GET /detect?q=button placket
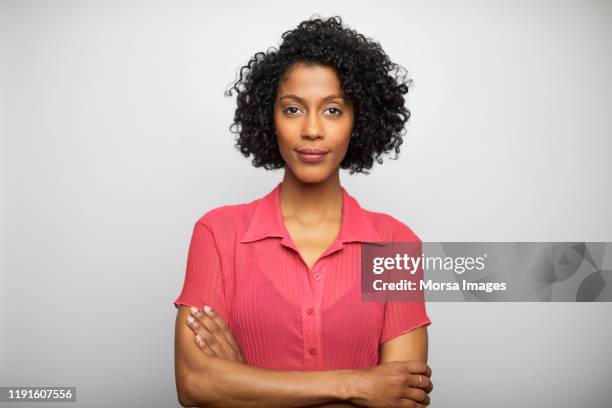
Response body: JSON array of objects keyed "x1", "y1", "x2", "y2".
[
  {"x1": 304, "y1": 308, "x2": 322, "y2": 369},
  {"x1": 303, "y1": 261, "x2": 325, "y2": 370},
  {"x1": 312, "y1": 262, "x2": 324, "y2": 281}
]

WHAT IS EXPECTED
Without copying any picture, write out all of the material exactly as it reads.

ANSWER FOR THE TASK
GET /detect?q=button placket
Response body: JSON array of objects keyed "x1", "y1", "x2", "y2".
[
  {"x1": 304, "y1": 308, "x2": 322, "y2": 369},
  {"x1": 303, "y1": 261, "x2": 325, "y2": 370},
  {"x1": 312, "y1": 262, "x2": 324, "y2": 281}
]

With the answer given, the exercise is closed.